(Pointing entries for named objects)

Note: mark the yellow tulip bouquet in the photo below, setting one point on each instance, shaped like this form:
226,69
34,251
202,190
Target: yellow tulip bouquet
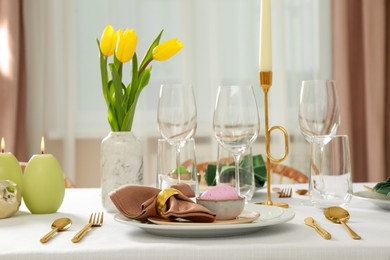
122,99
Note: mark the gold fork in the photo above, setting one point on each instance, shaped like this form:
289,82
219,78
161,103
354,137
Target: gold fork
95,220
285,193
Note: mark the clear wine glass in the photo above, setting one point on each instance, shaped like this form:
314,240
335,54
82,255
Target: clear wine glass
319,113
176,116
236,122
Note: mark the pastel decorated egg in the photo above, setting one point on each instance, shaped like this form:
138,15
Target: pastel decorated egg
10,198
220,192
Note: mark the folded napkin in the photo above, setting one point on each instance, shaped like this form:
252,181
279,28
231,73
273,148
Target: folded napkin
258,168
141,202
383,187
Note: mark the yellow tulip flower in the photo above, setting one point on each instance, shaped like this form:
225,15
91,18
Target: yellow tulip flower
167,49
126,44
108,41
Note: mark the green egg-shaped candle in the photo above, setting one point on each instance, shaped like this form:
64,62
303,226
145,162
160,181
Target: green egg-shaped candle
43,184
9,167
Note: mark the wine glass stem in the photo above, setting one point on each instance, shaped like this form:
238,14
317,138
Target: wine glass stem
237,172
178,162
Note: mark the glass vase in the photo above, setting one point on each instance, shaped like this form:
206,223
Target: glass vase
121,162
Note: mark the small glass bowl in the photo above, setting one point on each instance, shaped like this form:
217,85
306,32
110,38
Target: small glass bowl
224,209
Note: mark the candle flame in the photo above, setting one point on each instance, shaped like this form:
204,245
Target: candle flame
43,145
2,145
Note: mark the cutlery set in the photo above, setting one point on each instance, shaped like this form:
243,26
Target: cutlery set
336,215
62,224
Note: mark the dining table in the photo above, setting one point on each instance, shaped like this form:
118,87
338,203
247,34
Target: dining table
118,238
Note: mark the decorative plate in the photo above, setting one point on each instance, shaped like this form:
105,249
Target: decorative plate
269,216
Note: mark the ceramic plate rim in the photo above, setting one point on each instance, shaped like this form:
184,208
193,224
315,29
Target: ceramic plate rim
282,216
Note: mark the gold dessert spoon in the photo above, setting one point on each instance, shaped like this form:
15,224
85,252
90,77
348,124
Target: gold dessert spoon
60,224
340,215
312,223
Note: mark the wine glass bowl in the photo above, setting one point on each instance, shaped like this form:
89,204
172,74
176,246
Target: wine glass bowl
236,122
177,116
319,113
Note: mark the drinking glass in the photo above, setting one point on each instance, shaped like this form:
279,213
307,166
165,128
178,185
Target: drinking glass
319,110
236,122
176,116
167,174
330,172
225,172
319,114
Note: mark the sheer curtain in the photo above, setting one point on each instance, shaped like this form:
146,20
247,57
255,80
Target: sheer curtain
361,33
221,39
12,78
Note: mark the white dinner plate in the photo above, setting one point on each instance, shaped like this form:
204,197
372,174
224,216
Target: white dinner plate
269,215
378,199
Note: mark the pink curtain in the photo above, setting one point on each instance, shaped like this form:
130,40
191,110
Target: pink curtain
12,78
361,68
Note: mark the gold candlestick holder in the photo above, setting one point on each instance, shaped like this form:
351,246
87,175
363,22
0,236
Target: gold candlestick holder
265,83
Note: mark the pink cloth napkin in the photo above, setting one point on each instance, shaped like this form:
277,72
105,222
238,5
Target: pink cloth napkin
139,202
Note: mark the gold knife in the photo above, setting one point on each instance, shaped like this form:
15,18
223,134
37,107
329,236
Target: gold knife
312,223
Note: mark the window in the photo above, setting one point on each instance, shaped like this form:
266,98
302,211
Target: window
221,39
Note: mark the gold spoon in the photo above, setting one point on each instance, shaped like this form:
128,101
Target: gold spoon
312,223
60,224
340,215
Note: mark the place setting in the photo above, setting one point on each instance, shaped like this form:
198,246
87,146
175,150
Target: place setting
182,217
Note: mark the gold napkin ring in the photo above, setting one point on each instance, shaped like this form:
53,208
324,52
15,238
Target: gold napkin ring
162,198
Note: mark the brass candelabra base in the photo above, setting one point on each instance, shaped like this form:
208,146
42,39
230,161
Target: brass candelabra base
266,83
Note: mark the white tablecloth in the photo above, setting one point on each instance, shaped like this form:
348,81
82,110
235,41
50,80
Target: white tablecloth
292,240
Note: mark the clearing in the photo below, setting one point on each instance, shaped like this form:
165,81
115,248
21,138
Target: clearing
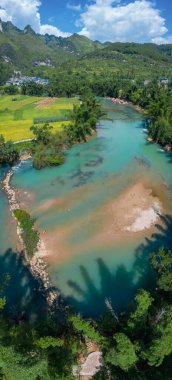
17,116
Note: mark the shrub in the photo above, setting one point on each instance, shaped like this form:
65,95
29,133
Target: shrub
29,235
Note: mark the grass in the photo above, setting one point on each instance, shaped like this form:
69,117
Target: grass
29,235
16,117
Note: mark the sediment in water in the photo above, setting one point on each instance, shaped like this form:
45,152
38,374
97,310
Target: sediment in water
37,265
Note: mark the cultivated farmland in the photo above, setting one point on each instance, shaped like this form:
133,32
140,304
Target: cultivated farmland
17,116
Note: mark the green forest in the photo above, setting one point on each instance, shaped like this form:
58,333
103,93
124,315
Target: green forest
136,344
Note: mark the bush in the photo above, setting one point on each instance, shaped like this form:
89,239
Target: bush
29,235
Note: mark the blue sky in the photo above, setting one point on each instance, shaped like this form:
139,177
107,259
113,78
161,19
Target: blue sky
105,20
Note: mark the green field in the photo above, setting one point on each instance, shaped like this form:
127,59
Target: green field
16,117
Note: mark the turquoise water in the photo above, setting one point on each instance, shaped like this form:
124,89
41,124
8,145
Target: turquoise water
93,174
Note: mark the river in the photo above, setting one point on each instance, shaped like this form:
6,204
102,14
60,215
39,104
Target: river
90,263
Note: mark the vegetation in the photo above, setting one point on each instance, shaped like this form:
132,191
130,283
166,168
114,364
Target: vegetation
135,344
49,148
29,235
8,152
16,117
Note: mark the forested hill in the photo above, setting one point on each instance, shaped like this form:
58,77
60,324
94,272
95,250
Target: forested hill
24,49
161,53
...
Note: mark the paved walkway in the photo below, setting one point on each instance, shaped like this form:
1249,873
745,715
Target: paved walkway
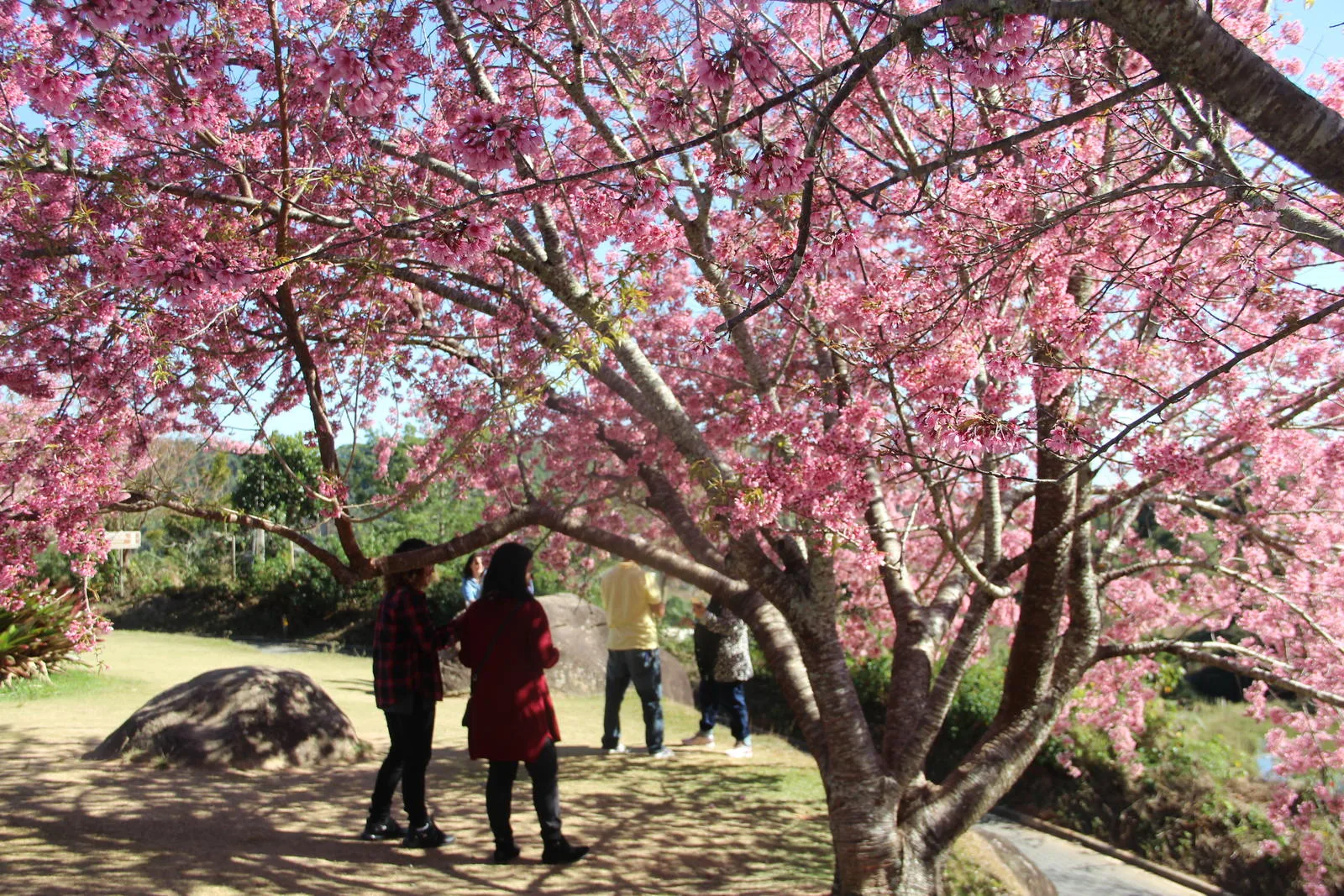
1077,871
--
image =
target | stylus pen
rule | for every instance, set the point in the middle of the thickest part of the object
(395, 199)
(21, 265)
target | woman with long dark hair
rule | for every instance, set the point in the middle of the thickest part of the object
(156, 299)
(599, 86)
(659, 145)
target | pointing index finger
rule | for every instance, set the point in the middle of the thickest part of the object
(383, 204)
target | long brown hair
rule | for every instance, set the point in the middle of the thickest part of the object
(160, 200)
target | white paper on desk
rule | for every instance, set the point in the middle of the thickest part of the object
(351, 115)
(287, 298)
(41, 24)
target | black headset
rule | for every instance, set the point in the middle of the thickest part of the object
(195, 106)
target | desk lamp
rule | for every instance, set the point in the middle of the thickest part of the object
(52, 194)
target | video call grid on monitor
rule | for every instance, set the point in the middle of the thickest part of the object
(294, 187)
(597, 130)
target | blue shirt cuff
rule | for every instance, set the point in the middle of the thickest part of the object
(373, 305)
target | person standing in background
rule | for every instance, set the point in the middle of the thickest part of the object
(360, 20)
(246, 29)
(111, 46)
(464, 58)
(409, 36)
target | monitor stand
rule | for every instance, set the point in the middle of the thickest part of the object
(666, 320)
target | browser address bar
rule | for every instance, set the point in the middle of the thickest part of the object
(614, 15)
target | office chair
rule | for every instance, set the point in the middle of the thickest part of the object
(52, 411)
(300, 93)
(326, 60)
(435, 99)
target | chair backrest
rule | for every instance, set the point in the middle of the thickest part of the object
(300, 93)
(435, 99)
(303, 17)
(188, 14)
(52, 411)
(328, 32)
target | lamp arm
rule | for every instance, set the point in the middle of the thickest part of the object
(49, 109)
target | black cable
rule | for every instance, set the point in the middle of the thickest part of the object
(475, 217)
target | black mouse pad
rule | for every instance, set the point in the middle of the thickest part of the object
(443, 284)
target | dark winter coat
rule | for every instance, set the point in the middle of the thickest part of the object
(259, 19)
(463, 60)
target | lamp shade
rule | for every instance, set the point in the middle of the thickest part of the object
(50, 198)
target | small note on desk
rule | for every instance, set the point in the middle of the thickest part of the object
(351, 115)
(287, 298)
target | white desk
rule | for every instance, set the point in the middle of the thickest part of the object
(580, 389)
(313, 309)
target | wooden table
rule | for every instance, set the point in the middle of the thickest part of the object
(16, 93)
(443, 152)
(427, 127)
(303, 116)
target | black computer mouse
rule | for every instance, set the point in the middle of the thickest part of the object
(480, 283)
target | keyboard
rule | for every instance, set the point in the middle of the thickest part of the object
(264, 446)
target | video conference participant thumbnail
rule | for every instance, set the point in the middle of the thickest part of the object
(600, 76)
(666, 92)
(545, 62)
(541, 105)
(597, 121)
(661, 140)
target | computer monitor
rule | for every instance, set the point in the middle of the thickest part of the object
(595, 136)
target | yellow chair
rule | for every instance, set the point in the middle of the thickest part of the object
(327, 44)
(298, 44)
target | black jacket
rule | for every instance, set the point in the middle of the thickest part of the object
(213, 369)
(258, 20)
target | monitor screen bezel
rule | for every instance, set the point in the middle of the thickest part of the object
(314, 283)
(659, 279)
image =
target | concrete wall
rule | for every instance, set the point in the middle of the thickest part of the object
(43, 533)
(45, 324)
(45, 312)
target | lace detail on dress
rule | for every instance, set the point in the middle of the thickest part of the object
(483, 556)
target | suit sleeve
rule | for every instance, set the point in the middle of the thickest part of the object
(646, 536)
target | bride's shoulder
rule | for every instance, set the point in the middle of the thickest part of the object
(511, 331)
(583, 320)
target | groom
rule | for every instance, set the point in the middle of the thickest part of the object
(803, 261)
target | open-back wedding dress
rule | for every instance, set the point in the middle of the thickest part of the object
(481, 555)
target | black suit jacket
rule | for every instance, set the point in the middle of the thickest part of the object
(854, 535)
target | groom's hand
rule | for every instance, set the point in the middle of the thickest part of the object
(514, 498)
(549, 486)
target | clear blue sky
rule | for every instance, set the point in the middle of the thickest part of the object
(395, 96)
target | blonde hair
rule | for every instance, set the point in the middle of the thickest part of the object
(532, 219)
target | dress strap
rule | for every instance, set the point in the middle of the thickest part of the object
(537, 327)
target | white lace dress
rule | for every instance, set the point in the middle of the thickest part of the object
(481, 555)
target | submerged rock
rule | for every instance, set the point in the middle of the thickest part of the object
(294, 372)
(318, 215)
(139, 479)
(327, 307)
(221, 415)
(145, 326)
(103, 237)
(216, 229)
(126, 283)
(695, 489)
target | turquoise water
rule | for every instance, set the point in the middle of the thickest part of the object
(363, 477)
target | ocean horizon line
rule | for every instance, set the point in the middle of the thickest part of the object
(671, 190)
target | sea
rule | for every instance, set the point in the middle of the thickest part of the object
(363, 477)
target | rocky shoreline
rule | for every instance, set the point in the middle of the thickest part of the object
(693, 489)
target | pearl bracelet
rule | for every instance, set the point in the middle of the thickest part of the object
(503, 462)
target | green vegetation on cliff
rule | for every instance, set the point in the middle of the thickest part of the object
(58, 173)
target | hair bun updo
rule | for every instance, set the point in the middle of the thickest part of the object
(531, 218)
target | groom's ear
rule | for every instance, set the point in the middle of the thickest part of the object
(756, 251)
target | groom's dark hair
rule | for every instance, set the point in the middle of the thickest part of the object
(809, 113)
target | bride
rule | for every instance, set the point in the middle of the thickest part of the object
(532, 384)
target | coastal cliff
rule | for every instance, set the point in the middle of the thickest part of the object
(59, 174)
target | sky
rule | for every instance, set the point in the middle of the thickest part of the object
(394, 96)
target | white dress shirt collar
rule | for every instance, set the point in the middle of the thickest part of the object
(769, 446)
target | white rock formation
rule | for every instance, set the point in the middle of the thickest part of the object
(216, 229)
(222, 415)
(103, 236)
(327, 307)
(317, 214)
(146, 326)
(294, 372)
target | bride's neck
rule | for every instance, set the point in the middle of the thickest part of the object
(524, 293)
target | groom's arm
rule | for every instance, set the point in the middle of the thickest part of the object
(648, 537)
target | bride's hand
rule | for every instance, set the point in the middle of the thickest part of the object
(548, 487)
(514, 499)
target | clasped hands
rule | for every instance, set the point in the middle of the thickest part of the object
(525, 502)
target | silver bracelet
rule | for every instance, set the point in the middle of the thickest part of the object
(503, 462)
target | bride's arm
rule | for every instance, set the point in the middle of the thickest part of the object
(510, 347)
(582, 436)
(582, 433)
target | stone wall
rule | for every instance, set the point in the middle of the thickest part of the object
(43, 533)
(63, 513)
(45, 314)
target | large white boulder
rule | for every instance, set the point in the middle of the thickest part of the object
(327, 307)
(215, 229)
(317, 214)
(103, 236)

== GIVEN TASK ==
State how many lines in the items above contain the string "white", treating uppercase and lowercase as distinct. Give only the number.

== FULL OUTPUT ==
10